* _PASSAGE FOURNI_:
Message  Charlotte Mer 6 Oct - 23:40

Bonsoir, bon ben puisqu'on y est, je vous mets ce qui nous concerne et qu'il serait bien de lire d'après ce que j'ai compris, de Barthes, à savoir Y a-t-il une écriture poétique ?
Je vous souhaite une agréable lecture ^^

Y a-t-il une écriture poétique?

Aux temps classiques, la prose et la poésie sont des grandeurs, leur différence est mesurable; elles ne sont ni plus ni moins éloignées que deux nombres différents, comme eux contiguës, mais autres par la différence même de leur quantité. Si j'appelle prose un discours minimum, véhicule le plus économique de la pensée, et si j'appelle a, b, c, des attributs particuliers du langage, inutiles mais décoratifs, tels que le mètre, la rime ou le rituel des images, toute la surface des mots se logera dans la double équation de M. Jourdain :
Poésie = Prose + a + b + c
Prose = Poésie - a - b - c
D'où il ressort évidemment que la Poésie est toujours différente de la Prose. Mais cette différence n'est pas d'essence, elle est de quantité. Elle n'attente donc pas à l'unité du langage, qui est un dogme classique. On dose différemment les façons de parler selon les occasions sociales, ici, prose ou éloquence, là, poésie ou préciosité, tout un rituel mondain des expressions, mais partout un seul langage, qui réfléchit les catégories éternelles de l'esprit La poésie classique n'était sentie que comme une variation ornementale de la Prose, le fruit d'un art (c'est-à-dire d'une technique), jamais comme un langage différent ou comme le produit d'une sensibilité particulière. Toute poésie n'est alors que l'équation décorative, allusive ou chargée, d'une prose virtuelle qui gît en essence et en puissance dans n'importe quelle façon de s'exprimer. « Poétique », aux temps classiques, ne désigne aucune étendue, aucune épaisseur particulière du sentiment, aucune cohérence, aucun univers séparé, mais seulement l'inflexion d'une technique verbale, celle de « s'exprimer » selon des règles plus belles, donc plus sociales que celles de la conversation, c'est-à-dire de projeter hors d'une pensée intérieure issue tout armée de l'Esprit, une parole socialisée par l'évidence même de sa convention.

(Entrées de données)
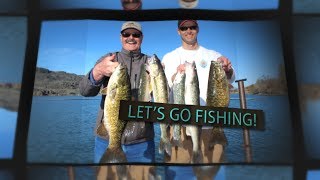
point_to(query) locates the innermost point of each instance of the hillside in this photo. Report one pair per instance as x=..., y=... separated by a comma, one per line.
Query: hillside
x=9, y=96
x=267, y=85
x=55, y=83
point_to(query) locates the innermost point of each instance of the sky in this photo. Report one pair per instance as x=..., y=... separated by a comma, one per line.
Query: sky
x=253, y=47
x=8, y=120
x=163, y=4
x=307, y=49
x=13, y=40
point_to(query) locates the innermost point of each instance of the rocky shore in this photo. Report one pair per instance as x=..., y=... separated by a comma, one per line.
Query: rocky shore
x=9, y=96
x=56, y=83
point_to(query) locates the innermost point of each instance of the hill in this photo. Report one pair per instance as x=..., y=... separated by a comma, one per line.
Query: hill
x=56, y=83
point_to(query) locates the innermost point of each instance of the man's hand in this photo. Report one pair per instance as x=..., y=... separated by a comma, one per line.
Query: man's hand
x=226, y=65
x=104, y=68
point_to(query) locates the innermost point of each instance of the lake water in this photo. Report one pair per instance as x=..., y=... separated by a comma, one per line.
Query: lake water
x=8, y=121
x=226, y=172
x=61, y=130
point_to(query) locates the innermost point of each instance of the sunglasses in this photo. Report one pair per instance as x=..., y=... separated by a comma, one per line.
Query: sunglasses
x=135, y=35
x=184, y=28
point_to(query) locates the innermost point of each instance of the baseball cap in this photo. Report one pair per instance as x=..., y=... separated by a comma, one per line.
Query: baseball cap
x=181, y=22
x=131, y=24
x=188, y=4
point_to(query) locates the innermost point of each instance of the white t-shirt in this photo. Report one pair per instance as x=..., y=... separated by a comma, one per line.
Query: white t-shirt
x=202, y=58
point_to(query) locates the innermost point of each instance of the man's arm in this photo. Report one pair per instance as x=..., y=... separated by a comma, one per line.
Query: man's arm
x=88, y=87
x=91, y=83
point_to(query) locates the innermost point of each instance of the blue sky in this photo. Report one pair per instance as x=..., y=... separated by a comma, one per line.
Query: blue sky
x=13, y=40
x=254, y=47
x=307, y=49
x=163, y=4
x=306, y=6
x=8, y=122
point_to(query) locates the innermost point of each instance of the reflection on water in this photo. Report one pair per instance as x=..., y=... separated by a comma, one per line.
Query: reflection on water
x=311, y=124
x=150, y=172
x=6, y=174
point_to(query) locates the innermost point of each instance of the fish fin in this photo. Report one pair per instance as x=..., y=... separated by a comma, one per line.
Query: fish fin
x=165, y=147
x=188, y=131
x=101, y=130
x=218, y=137
x=176, y=142
x=196, y=157
x=113, y=155
x=176, y=138
x=103, y=91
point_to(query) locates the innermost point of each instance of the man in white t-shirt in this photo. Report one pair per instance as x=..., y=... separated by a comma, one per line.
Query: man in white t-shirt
x=190, y=51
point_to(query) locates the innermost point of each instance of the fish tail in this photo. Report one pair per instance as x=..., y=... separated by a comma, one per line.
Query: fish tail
x=218, y=137
x=176, y=138
x=196, y=157
x=176, y=142
x=113, y=155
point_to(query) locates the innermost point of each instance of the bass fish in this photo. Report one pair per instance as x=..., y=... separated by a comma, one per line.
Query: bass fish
x=178, y=89
x=118, y=89
x=191, y=95
x=160, y=95
x=217, y=96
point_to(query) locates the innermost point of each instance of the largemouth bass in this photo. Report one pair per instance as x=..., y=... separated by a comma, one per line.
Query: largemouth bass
x=217, y=96
x=145, y=89
x=191, y=95
x=178, y=98
x=160, y=95
x=118, y=89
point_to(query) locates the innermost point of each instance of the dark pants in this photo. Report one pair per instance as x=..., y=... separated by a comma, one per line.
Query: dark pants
x=139, y=152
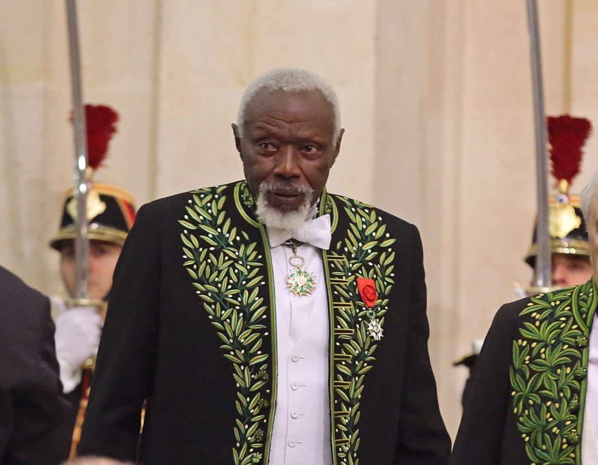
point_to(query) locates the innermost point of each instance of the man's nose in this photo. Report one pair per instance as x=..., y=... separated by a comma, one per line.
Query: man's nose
x=288, y=162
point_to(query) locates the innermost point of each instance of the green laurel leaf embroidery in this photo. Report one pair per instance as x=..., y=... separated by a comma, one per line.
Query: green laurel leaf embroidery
x=544, y=372
x=226, y=275
x=369, y=257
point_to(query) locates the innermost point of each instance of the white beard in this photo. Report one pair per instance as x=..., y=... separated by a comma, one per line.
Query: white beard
x=273, y=218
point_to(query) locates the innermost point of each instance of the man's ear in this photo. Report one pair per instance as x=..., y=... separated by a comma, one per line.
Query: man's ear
x=337, y=149
x=237, y=137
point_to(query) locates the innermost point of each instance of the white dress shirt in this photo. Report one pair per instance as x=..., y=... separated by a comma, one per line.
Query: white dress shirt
x=301, y=431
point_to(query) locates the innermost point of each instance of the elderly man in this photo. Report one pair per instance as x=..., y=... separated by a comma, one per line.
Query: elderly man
x=536, y=386
x=267, y=321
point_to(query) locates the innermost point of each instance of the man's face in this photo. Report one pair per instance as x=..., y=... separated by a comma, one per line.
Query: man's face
x=570, y=270
x=287, y=144
x=102, y=261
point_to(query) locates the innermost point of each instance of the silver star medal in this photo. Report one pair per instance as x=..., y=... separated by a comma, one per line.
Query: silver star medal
x=374, y=329
x=299, y=281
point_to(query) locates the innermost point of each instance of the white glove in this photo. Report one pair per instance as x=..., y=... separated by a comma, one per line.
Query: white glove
x=77, y=338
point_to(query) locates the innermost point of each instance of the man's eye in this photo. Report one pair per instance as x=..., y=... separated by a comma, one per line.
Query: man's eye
x=311, y=149
x=267, y=146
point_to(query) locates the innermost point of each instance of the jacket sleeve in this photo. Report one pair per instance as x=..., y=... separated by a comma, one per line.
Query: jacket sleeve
x=423, y=439
x=34, y=415
x=127, y=353
x=480, y=436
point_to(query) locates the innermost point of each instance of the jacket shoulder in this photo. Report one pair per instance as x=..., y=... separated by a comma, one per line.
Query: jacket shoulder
x=177, y=201
x=384, y=215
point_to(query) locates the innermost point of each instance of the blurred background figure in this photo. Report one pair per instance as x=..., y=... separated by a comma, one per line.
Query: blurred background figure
x=110, y=215
x=32, y=411
x=569, y=246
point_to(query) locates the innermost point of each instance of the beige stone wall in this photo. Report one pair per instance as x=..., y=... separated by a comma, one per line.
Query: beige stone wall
x=435, y=96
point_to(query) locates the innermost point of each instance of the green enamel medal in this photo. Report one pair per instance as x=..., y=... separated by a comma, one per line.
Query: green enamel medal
x=299, y=281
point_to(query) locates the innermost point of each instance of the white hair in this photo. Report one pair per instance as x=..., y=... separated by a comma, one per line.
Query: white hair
x=588, y=196
x=290, y=80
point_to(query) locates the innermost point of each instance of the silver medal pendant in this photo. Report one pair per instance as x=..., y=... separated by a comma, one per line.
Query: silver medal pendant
x=300, y=281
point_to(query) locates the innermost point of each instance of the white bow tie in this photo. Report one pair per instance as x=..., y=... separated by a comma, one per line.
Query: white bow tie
x=315, y=232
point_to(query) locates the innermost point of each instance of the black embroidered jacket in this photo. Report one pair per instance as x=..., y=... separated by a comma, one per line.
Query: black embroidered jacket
x=191, y=328
x=526, y=405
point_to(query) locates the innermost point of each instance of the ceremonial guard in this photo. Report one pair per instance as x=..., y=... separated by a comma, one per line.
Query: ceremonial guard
x=535, y=384
x=567, y=229
x=110, y=213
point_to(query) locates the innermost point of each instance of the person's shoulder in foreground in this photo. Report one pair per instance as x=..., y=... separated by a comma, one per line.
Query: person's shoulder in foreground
x=535, y=392
x=192, y=325
x=32, y=411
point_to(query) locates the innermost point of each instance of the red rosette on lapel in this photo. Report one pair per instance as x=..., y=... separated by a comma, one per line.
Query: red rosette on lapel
x=367, y=291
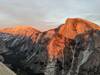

* _CONSIGNES_:
**A)** Répondez aux questions suivantes d'après le passage sur l'écriture poétique :
(i) Quels attributs du langage le passage cite-t-il en exemple pour a, b, c ?
(ii) Quelle double équation attribue-t-il à M. Jourdain ?
(iii) Aux temps classiques, quelle est la nature de la différence entre la Poésie et la Prose ?
**B)** Extrayez du passage sur l'écriture poétique le segment qui va de « Message  Charlotte Mer 6 » jusqu'à « une écriture poétique? » inclus.

* _CORRIGÉ_:
**A)**
(i) Le mètre, la rime ou le rituel des images.
(ii) Poésie = Prose + a + b + c et Prose = Poésie - a - b - c.
(iii) Elle n'est pas d'essence, elle est de quantité.

**B)**
Message  Charlotte Mer 6 Oct - 23:40

Bonsoir, bon ben puisqu'on y est, je vous mets ce qui nous concerne et qu'il serait bien de lire d'après ce que j'ai compris, de Barthes, à savoir Y a-t-il une écriture poétique ?
Je vous souhaite une agréable lecture ^^

Y a-t-il une écriture poétique?